> [TEXT]:
━━━

Recommended video, and The Only Trick to Controlling Your Destiny
My cousin Summer recommended this video to me, and now I'm recommending it to you. It's an actual "feature-length" movie, over an hour long, so don't jump in if you're, I don't know, on a lunch break or something.
Kintaro Walks Japan
The film is a documentary about this guy who has graduated from college and isn't sure what to do with his life, so he decides to walk the entire length of Japan, partially to find his father's birthplace, partially to impress his half-Japanese girlfriend whose father walked the entire length of North America, and partially because "when you give yourself to the journey, the journey gives itself to you."
It's a great story, and also got me thinking about the limits of the human spirit and destiny and all that. The whole trip took him about five months, which is about the length of time I've been working as a host as Koisan Japanese Cuisine.
That's not an insignificant amount of time, but it's not long at all in the grand scheme of things. Most anyone I know could take a few months off to have a great adventure.
Some of them have.
But a lot of them haven't.
I don't know if that's necessarially a bad thing. A peaceful, uneventful life is nothing to spit at. But it does seem to me that everyone should complete at least one extraordinary undertaking while they are on this planet, something that fulfills some sort of destiny.

━━━

> [PROBLEMS TO WORK ON]:
**A.** In the post recommending the Kintaro Walks Japan documentary, roughly how long did the walk across Japan take?
**B.** Pick up the post about the Kintaro Walks Japan documentary after its final sentence and write the next few sentences.

Box-labeled dataset extracts

━━━

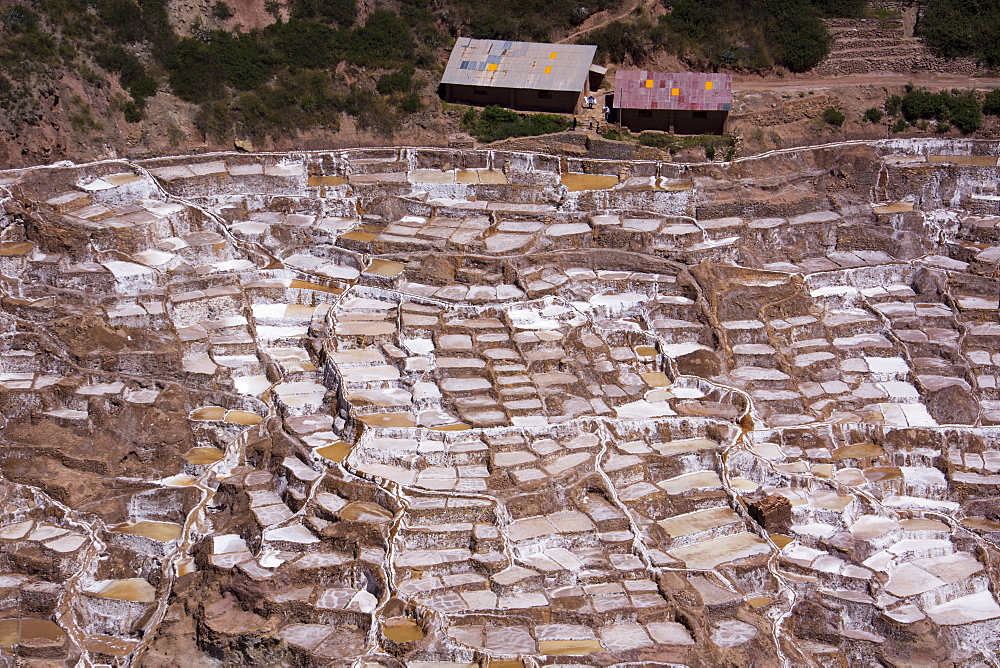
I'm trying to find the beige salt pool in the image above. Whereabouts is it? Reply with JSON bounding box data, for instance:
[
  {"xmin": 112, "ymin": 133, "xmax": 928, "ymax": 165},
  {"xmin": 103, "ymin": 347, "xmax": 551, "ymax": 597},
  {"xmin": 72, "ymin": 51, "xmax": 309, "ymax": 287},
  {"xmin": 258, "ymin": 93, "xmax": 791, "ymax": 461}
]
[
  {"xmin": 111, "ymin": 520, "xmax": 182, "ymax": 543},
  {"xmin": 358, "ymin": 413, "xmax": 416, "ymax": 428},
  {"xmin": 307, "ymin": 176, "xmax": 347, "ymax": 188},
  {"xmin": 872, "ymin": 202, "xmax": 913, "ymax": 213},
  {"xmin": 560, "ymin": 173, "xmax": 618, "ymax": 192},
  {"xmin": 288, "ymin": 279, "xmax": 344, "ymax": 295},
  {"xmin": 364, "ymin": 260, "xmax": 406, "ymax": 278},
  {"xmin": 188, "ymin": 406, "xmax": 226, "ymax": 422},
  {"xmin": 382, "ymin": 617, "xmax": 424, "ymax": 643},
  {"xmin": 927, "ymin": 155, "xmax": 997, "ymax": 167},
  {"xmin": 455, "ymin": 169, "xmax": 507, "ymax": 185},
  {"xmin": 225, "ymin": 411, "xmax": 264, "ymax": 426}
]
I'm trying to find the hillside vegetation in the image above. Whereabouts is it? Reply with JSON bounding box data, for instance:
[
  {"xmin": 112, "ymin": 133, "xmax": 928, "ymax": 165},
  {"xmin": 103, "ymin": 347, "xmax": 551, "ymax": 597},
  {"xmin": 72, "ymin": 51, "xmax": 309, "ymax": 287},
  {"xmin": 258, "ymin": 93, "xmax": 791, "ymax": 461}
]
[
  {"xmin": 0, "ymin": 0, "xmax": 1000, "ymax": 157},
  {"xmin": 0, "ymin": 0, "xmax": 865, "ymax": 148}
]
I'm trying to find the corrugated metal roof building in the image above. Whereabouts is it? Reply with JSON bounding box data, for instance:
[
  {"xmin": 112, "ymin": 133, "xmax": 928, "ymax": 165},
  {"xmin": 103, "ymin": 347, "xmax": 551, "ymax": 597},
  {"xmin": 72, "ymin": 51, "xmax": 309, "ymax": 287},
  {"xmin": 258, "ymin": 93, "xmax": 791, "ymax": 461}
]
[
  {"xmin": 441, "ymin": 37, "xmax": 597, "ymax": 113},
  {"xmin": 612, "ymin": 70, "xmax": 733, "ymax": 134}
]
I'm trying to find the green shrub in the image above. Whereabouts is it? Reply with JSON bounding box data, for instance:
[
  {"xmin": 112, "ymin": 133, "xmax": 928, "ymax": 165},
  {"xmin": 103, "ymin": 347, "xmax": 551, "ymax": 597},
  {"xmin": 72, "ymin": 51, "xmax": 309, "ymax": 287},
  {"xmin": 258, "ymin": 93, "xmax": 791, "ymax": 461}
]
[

━━━

> [TASK-BY-TASK RESULTS]:
**A.** About five months.

**B.**
The question then becomes: what is destiny? I think it is whatever makes your story incredible (which is, of course, why it's such a common theme in incredible stories). Theoretically, most any able-bodied 24 year-old man with just a touch of insanity in him should be able to walk the length of Japan. If they did, this movie would be a lot less interesting.
What is it that brought this one guy to do it, though? I have a hard time believing that he was simply MEANT to do it. Perhaps he was COMPELLED to do it, but that's not the same thing. I've been compelled to do a lot of amazing things, but taken a nap or something instead, always with the sensation that it was a concious choice, and that at any moment I could spring from my bed and embrace some particular destiny.
There are external factors as well of course -- the walk-across-Japan guy has a lot of people pushing for him, which I'm sure makes the journey that much easier -- but I think it ultimately comes down to two steps:
a). being compelled
and
b). saying "YES"
and oh, I guess there are actually three things:
c). not giving up, no matter what.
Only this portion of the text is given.